### RECORD EXCERPTS:
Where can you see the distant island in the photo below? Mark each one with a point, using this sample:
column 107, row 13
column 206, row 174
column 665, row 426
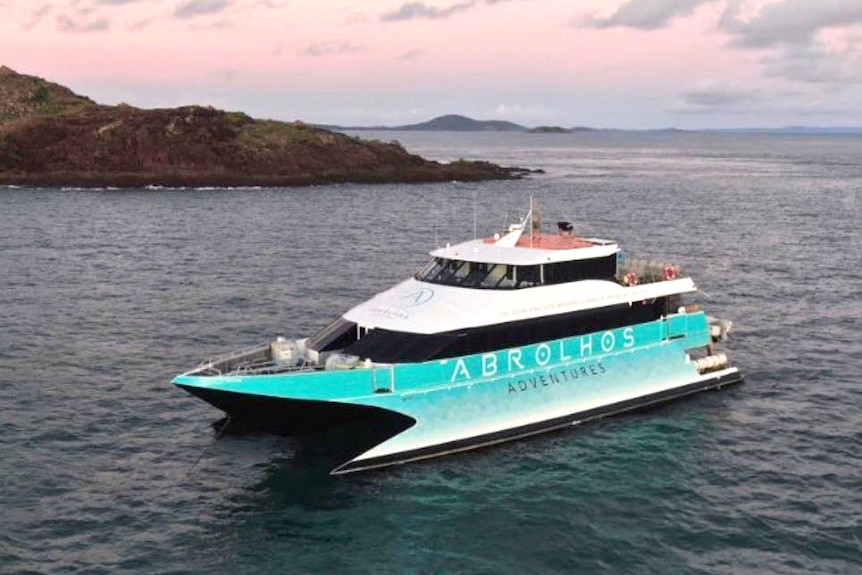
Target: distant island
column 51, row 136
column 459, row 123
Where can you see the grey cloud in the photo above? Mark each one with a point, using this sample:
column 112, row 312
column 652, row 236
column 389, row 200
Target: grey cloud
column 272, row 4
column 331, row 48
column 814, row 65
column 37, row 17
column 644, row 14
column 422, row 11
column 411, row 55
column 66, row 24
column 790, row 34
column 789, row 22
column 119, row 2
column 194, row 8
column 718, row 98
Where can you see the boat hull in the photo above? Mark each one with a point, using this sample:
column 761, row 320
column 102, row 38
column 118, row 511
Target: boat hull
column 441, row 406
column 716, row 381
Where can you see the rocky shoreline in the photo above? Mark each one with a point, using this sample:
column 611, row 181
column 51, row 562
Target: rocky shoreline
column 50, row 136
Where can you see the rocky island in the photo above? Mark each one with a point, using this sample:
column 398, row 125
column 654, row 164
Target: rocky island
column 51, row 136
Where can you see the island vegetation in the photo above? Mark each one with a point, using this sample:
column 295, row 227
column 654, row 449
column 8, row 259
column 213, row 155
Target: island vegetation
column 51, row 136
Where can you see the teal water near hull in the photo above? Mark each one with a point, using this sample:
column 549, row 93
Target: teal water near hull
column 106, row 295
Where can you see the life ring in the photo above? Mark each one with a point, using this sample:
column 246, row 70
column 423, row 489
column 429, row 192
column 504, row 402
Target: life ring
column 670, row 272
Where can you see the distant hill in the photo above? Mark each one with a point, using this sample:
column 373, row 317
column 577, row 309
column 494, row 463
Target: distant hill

### WORK INSTRUCTION:
The answer should hold every entry exactly as given and no pictures at all.

### RESULT OF THE TASK:
Where can you see the distant island in the photo below? Mark each one with a point, using this sample:
column 107, row 13
column 206, row 174
column 665, row 426
Target: distant island
column 51, row 136
column 459, row 123
Where can you see the grey cloud in the photo above? Mark each one with a point, using this sample:
column 112, row 312
column 652, row 236
column 389, row 200
Target: grey cloud
column 272, row 4
column 331, row 48
column 814, row 65
column 37, row 17
column 644, row 14
column 422, row 11
column 411, row 55
column 66, row 24
column 790, row 34
column 789, row 22
column 119, row 2
column 194, row 8
column 718, row 98
Where can you see the boat hull in the photo above? Mark each one with a point, using this sample:
column 761, row 320
column 102, row 38
column 118, row 511
Target: boat hull
column 441, row 406
column 716, row 381
Where can you see the rocky shoreline in the photo above? Mark each one with a point, using this sample:
column 611, row 181
column 51, row 562
Target: rocky shoreline
column 50, row 136
Where can you see the rocky island in the photo above? Mark each one with a point, using this sample:
column 398, row 125
column 654, row 164
Target: rocky island
column 51, row 136
Where can you see the island vegetation in the photo above? Mark each one with a point, using this sample:
column 295, row 227
column 654, row 449
column 8, row 259
column 213, row 155
Target: island vegetation
column 51, row 136
Where can you see the teal water near hull in the photo above? Mark each one with a point, using this sample:
column 549, row 93
Target: teal water near hull
column 106, row 295
Where can you see the life ring in the photo above? Mark each one with a point, using this sample:
column 246, row 70
column 423, row 489
column 429, row 192
column 504, row 402
Target: life ring
column 670, row 272
Where can you see the distant hill in the photo above? Mark each one with a point, using this sample:
column 373, row 317
column 577, row 309
column 494, row 463
Target: distant hill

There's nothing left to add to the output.